Short problem:
Copy the records below, replacing every "Query" with "Target" and leaving everything else unchanged.

[BEGIN Data]

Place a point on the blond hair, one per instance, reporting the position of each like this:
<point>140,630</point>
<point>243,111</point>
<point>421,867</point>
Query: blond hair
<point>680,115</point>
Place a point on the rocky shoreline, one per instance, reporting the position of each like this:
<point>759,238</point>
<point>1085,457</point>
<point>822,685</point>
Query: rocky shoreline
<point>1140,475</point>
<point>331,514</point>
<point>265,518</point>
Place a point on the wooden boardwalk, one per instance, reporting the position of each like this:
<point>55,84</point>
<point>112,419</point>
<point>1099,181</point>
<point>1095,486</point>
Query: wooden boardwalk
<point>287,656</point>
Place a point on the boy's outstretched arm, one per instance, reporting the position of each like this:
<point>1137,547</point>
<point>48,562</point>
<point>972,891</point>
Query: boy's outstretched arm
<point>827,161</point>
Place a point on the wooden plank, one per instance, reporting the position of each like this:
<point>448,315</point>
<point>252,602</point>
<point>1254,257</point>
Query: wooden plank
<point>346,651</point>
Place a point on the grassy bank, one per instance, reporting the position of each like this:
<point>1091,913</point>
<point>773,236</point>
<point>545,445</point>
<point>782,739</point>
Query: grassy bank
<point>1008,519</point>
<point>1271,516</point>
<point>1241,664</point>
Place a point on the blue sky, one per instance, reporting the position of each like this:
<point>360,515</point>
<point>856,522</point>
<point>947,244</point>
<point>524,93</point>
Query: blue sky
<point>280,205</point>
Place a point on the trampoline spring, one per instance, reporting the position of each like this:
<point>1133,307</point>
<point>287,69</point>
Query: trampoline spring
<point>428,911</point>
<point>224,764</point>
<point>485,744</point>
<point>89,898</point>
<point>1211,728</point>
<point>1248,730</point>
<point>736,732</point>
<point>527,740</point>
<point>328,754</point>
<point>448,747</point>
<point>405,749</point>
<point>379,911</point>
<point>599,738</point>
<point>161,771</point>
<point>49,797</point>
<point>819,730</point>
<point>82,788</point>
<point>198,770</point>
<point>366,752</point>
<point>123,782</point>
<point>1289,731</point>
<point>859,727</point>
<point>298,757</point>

[END Data]

Answer for this exercise:
Place a point on the blond hair, one per instance, reporting the position of each like this:
<point>140,630</point>
<point>243,111</point>
<point>421,867</point>
Target: blond hair
<point>680,115</point>
Place a point on the rocky shoreline, one per instance, reporting the position of each like this:
<point>759,238</point>
<point>1085,457</point>
<point>822,685</point>
Target: rocky shoreline
<point>1140,475</point>
<point>331,514</point>
<point>265,518</point>
Place a point on the wooden boardwalk, one per instance, reporting the position of each like this:
<point>55,84</point>
<point>112,419</point>
<point>1099,181</point>
<point>1095,486</point>
Target: wooden boardwalk
<point>287,656</point>
Place a point on the boy's outstretched arm, one per instance, reporting the position of each like this:
<point>1137,547</point>
<point>48,562</point>
<point>972,891</point>
Target: boy's outstretched arm
<point>827,161</point>
Place a point on the wooden plank, one per instance, reporting the position of each like this:
<point>448,315</point>
<point>252,602</point>
<point>1254,257</point>
Target: wooden plank
<point>346,651</point>
Place a point on the grassy bank, one per instance, reporting the position of each like this:
<point>1091,913</point>
<point>773,236</point>
<point>545,445</point>
<point>782,739</point>
Target: grassy bank
<point>1008,519</point>
<point>1271,516</point>
<point>1241,664</point>
Place a point on the blue sky, one per instance, reporting the position of each like this:
<point>360,515</point>
<point>856,522</point>
<point>947,244</point>
<point>524,93</point>
Target: blue sky
<point>280,205</point>
Place a point on the trampoline spring, one per instance, reporting the position of each like this:
<point>1133,307</point>
<point>287,69</point>
Target: trampoline spring
<point>428,911</point>
<point>224,764</point>
<point>485,744</point>
<point>89,898</point>
<point>1211,728</point>
<point>1248,730</point>
<point>736,732</point>
<point>527,740</point>
<point>328,754</point>
<point>448,747</point>
<point>405,749</point>
<point>379,911</point>
<point>599,738</point>
<point>161,771</point>
<point>49,797</point>
<point>819,730</point>
<point>82,788</point>
<point>198,770</point>
<point>366,752</point>
<point>123,782</point>
<point>1289,731</point>
<point>859,727</point>
<point>298,757</point>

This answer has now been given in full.